- **Document section**:

It is suddenly fashionable on the continent to talk of a banking Union. The EU assures us this is one way that they can advance their goal of “deeper economic integration”. They see this as necessary to help save the Euro.
Reading the EU’s document on what a banking union would look like, the first thing that emerges is they are well on the way to having one for all 27 member states of the EU anyway. There has been huge change in recent years, bringing into play the European Banking Authority, the European Securities and Markets Authority, and the European Insurance and Occupational pensions Authority. These bodies at the moment co-ordinate and supervise the national regulators. The wish now is for them to do more, regulating the larger institutions in the EU directly, and becoming more detailed in how they tackle the national regulators. There will be more pressure for harmonised standards and approaches. They are floating the idea of one pan Euroepan bank deposit guarantee scheme, for example. The EU did intervene in the ways EU governments aided their banks during the crisis, and did impose some state aid rules on the subsidies.

- **What the task asks**: Shorten the paragraph in the text on a banking union that begins "Reading the EU's document on what a banking union would look like", turning it into a brief list that keeps its main facts. The lines after this text are separate material, unconnected to it.

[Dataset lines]
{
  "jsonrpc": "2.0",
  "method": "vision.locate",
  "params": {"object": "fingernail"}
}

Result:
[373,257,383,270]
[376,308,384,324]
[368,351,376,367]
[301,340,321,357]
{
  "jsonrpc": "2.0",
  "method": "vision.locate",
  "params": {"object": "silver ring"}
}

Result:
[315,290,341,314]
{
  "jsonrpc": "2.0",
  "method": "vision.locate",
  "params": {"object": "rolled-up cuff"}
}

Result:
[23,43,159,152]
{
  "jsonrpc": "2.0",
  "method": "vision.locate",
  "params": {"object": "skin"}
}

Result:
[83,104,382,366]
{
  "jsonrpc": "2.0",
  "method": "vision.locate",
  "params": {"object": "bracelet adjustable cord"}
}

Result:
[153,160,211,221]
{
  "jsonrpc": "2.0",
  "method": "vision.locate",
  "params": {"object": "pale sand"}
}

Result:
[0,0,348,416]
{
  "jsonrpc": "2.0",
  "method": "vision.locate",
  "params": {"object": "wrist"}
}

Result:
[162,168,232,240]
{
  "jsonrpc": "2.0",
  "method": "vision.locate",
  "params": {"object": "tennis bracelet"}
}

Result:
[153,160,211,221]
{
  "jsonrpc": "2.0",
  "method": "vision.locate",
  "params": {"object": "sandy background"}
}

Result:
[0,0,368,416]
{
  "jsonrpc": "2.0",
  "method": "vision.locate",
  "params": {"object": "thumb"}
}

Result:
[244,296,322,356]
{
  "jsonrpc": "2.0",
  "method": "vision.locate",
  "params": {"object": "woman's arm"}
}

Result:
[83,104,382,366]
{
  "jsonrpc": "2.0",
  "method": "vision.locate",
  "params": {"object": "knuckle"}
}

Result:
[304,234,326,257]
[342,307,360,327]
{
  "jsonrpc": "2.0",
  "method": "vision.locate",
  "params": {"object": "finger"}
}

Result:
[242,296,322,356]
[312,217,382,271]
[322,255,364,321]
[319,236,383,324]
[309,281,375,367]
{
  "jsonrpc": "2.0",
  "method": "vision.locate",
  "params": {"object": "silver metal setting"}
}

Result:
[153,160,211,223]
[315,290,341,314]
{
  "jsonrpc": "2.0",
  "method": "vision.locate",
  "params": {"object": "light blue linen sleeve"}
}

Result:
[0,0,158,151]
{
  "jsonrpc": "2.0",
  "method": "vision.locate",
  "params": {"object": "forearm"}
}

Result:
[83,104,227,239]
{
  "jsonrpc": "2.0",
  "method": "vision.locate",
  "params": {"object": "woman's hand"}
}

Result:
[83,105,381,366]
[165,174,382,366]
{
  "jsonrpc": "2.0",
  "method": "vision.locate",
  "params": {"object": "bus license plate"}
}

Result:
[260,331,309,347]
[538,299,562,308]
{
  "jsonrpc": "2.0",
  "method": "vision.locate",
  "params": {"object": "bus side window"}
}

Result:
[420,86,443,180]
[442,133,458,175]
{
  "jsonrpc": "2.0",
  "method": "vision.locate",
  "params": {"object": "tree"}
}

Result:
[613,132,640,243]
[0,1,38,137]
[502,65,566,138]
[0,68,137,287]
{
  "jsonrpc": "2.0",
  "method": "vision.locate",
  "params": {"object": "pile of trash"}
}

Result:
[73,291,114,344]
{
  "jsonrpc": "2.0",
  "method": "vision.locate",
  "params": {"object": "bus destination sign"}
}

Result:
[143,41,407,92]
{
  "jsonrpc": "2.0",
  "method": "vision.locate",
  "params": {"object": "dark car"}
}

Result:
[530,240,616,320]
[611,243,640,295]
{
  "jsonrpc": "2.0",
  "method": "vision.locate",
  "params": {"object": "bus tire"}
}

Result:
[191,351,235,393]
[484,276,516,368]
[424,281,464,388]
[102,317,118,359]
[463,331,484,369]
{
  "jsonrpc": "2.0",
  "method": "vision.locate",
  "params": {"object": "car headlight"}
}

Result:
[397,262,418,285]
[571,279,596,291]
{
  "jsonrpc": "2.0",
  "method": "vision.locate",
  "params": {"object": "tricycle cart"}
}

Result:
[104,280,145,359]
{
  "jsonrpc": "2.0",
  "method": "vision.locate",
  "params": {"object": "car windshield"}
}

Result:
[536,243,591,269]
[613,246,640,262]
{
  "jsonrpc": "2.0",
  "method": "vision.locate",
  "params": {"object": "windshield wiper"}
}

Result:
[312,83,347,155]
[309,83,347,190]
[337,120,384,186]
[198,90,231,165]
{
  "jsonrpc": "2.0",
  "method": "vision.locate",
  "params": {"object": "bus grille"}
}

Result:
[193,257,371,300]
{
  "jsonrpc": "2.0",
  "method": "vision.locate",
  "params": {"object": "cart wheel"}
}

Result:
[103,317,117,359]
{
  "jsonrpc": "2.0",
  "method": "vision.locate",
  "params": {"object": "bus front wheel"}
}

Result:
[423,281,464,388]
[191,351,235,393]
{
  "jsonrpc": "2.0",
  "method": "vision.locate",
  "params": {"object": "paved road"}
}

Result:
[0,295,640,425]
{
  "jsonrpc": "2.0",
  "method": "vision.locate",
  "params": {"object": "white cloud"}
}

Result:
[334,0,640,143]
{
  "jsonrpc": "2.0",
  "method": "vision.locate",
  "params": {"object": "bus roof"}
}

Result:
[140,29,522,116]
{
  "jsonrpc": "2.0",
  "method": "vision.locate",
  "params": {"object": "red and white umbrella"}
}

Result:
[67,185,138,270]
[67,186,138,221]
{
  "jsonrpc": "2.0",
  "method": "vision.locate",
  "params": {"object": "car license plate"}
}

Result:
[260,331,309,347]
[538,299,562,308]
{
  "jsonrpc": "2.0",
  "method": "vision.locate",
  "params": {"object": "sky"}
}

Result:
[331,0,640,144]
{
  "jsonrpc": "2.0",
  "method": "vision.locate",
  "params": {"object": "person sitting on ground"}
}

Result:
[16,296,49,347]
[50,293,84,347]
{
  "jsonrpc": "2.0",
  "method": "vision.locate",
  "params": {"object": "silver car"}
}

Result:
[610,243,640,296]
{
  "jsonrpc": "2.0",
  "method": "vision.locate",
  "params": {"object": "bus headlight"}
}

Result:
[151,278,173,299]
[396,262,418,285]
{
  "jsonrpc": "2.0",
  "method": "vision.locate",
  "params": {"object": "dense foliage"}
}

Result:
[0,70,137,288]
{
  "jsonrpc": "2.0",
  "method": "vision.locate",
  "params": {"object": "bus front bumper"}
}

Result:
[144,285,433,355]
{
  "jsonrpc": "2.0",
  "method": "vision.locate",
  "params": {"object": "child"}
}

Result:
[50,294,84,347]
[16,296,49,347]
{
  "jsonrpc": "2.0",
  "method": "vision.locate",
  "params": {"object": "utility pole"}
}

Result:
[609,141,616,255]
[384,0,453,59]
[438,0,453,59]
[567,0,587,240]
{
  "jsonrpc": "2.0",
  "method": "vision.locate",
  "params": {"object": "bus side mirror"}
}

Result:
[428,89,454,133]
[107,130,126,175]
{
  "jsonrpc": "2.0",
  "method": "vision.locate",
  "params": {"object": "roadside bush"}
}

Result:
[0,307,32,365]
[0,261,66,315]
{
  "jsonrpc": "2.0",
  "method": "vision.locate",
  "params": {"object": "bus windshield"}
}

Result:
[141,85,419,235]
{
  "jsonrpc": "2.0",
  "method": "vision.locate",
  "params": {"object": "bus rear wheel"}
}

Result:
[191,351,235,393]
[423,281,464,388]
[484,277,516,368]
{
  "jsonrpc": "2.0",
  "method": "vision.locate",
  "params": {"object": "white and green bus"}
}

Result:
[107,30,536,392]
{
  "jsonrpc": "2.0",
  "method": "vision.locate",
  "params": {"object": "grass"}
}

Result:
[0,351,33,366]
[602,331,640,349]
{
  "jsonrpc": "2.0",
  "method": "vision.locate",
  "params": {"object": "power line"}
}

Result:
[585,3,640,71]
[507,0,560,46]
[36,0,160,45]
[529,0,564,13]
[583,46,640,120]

- **Completed task**:
- The EU is already well on the way to a banking union for all 27 member states.
- Recent changes brought in the European Banking Authority, the European Securities and Markets Authority, and the European Insurance and Occupational Pensions Authority.
- For now, these bodies coordinate and supervise the national regulators.
- The aim is for them to regulate the larger EU institutions directly and to deal with national regulators in more detail.
- There will be more pressure for harmonized standards and approaches, such as one Europe-wide bank deposit guarantee scheme.
- During the crisis, the EU stepped in on how governments aided their banks and imposed some state aid rules on the subsidies.